## AIM OF THE EXERCISE
Take the entries that follow and return exactly the lines from the one holding "Target = dry grass" through the one holding "Target = road", both included. Nothing else is needed.

## Natural-language object grounding data
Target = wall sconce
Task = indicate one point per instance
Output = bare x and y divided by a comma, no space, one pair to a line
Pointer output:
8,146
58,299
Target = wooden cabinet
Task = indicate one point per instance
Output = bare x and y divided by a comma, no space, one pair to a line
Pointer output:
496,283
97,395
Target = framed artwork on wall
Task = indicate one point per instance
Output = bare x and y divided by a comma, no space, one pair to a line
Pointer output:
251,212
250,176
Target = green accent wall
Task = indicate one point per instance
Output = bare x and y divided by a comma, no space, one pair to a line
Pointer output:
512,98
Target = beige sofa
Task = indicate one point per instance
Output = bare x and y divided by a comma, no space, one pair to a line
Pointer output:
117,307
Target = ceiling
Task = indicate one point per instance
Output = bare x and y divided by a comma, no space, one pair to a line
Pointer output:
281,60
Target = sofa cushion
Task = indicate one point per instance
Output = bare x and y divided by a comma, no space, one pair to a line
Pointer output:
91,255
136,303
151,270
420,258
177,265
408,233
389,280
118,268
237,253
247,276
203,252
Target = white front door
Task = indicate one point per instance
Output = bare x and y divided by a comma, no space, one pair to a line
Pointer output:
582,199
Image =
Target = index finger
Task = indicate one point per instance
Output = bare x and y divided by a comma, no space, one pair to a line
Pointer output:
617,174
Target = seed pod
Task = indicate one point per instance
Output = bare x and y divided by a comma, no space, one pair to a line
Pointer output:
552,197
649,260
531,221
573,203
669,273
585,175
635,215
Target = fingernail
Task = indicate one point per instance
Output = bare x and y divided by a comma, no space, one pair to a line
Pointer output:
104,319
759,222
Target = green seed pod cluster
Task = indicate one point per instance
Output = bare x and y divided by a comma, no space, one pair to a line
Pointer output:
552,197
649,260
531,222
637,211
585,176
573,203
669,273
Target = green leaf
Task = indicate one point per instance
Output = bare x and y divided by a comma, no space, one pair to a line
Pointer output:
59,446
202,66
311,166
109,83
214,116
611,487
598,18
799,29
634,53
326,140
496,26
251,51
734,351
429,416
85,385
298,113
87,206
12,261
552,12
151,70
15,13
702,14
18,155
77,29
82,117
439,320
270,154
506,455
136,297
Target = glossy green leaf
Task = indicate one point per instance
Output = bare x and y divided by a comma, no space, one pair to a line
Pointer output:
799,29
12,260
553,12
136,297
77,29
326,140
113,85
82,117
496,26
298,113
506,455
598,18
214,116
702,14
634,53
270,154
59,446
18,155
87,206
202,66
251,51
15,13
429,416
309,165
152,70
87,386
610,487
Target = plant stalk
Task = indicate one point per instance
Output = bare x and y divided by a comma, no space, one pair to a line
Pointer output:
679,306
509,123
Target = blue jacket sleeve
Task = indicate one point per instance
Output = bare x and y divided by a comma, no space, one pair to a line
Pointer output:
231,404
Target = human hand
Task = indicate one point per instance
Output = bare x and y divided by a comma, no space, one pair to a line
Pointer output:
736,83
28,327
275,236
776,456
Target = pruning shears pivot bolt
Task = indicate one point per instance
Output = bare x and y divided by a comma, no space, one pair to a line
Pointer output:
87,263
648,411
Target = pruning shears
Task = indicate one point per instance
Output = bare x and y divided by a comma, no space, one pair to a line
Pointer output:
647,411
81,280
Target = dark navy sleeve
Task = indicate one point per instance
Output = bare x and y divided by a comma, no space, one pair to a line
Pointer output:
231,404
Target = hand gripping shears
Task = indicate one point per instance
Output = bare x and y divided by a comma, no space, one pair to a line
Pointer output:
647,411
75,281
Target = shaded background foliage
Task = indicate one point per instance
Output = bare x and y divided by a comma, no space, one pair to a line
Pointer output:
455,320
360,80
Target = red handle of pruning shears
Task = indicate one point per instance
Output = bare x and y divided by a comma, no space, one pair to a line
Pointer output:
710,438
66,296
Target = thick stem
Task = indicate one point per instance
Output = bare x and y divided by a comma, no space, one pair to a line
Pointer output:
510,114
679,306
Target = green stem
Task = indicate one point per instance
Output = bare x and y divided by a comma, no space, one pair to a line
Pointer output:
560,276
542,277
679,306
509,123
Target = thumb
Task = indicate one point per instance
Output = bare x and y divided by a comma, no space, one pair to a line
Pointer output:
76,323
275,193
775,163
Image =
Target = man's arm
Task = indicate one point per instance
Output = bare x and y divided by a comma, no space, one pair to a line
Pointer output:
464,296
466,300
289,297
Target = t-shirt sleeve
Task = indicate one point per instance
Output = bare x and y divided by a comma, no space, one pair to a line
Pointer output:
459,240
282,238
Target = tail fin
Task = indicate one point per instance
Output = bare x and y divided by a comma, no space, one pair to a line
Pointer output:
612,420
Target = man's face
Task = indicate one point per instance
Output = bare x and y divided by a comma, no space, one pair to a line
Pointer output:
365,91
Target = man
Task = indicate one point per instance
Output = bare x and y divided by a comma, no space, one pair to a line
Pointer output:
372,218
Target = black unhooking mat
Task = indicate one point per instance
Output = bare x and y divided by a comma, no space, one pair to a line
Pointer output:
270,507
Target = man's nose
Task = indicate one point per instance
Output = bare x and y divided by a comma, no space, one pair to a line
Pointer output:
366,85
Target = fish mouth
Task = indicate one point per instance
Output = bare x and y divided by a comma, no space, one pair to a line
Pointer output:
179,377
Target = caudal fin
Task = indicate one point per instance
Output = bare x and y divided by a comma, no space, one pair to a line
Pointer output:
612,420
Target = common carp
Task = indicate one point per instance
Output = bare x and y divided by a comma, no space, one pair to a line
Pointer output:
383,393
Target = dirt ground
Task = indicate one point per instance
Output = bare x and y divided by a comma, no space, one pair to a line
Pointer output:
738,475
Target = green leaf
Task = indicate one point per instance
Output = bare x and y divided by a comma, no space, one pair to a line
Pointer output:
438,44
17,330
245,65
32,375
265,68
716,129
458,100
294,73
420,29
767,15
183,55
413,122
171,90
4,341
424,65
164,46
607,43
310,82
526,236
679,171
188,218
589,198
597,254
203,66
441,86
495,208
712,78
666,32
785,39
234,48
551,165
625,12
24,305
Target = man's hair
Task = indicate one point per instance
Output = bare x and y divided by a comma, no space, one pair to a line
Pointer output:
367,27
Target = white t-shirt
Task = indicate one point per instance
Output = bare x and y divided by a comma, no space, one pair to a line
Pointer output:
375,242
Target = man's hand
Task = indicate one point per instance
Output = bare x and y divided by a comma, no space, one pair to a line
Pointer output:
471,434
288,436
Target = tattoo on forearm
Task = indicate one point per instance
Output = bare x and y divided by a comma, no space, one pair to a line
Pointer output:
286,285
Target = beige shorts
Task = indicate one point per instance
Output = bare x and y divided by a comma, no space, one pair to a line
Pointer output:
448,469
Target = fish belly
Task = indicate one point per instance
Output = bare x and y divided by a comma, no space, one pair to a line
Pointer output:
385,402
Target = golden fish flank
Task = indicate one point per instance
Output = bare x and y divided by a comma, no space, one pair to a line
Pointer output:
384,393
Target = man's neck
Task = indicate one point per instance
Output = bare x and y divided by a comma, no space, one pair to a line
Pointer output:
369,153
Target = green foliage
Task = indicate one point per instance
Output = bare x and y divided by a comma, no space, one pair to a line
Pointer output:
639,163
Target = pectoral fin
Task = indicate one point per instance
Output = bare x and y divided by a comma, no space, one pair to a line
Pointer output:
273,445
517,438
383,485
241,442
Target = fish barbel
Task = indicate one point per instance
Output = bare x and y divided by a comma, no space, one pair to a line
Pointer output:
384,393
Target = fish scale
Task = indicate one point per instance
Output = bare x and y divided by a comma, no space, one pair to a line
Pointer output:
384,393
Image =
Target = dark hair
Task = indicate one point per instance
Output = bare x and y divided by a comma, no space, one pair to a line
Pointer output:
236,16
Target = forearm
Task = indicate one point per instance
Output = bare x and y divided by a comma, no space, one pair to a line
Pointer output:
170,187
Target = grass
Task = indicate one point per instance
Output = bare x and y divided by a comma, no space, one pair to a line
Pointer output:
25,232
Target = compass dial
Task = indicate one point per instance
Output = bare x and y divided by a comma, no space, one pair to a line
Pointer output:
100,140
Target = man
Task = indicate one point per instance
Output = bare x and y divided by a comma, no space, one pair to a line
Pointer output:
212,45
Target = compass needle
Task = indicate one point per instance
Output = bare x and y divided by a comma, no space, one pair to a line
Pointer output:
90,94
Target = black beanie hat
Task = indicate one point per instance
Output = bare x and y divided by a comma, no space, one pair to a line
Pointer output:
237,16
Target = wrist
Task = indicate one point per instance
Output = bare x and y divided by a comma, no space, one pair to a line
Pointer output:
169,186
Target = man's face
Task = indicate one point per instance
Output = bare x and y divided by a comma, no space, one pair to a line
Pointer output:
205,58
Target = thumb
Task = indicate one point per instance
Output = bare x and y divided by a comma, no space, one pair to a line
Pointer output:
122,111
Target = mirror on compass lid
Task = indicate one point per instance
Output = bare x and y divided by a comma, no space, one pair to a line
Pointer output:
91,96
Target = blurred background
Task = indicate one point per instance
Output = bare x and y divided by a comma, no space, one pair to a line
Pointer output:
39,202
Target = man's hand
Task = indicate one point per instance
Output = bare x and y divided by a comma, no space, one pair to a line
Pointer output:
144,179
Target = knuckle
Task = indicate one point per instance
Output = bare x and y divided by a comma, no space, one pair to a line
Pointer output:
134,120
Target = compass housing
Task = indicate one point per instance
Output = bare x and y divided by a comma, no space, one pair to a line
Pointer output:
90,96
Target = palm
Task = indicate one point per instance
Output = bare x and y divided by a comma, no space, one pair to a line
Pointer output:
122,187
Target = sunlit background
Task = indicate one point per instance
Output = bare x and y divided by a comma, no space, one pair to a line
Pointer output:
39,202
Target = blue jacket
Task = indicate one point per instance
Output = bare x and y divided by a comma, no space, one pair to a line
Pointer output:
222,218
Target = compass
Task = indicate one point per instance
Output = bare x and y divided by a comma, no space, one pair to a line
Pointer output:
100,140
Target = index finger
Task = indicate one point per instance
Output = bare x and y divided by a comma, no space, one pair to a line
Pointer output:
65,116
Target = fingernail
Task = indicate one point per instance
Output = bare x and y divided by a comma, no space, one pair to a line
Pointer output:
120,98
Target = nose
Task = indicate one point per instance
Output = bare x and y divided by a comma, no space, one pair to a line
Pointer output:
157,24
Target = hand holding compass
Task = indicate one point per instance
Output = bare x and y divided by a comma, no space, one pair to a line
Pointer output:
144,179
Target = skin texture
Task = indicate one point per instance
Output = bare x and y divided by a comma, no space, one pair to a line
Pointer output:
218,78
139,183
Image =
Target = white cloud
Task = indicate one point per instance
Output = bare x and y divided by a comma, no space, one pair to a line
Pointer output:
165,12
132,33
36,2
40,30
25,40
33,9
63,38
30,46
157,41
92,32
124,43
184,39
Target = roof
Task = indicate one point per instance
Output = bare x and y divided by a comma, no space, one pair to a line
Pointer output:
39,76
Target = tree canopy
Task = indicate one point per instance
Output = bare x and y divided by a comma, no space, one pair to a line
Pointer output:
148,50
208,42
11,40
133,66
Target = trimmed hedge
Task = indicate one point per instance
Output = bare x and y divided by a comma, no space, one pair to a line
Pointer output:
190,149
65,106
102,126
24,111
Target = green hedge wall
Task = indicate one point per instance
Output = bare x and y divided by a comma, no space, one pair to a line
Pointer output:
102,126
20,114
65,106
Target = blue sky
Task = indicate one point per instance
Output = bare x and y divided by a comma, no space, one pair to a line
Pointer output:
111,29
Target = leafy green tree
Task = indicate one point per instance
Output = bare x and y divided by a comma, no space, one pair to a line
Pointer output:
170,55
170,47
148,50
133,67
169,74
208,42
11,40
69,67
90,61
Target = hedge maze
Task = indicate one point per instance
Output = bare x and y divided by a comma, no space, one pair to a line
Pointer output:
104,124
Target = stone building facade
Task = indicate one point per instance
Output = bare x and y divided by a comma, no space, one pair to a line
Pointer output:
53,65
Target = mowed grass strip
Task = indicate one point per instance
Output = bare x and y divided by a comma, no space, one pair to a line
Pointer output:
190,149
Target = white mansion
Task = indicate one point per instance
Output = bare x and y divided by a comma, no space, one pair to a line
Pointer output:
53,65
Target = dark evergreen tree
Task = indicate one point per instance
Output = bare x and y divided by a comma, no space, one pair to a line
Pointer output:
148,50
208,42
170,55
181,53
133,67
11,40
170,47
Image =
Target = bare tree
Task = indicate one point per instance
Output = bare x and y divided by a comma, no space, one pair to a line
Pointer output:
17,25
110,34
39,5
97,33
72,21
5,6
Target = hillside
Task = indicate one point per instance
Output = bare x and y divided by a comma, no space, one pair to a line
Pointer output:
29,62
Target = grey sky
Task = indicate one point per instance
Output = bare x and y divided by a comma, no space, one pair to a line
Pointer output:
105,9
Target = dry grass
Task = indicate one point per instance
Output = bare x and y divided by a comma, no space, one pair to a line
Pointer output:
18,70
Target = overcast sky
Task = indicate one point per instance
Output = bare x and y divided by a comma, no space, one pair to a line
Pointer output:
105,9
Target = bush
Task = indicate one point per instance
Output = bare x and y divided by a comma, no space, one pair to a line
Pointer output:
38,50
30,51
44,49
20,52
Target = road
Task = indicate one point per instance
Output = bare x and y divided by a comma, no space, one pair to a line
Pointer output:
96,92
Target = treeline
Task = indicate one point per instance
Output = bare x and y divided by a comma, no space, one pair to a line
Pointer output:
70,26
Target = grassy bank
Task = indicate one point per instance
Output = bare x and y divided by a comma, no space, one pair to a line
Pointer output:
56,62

## SOLUTION TO THIS PROBLEM
Target = dry grass
Task = indicate one point per instance
Output = bare x and y divided by a comma, no space, one pair to a line
Pointer output:
18,70
Target = overcast sky
Task = indicate one point per instance
Output = bare x and y divided by a comma, no space, one pair to a line
Pointer output:
105,9
Target = bush
Task = indicate one point per instance
Output = bare x and y divided by a comma, no space, one pair to a line
Pointer output:
38,50
30,51
44,49
20,52
Target = road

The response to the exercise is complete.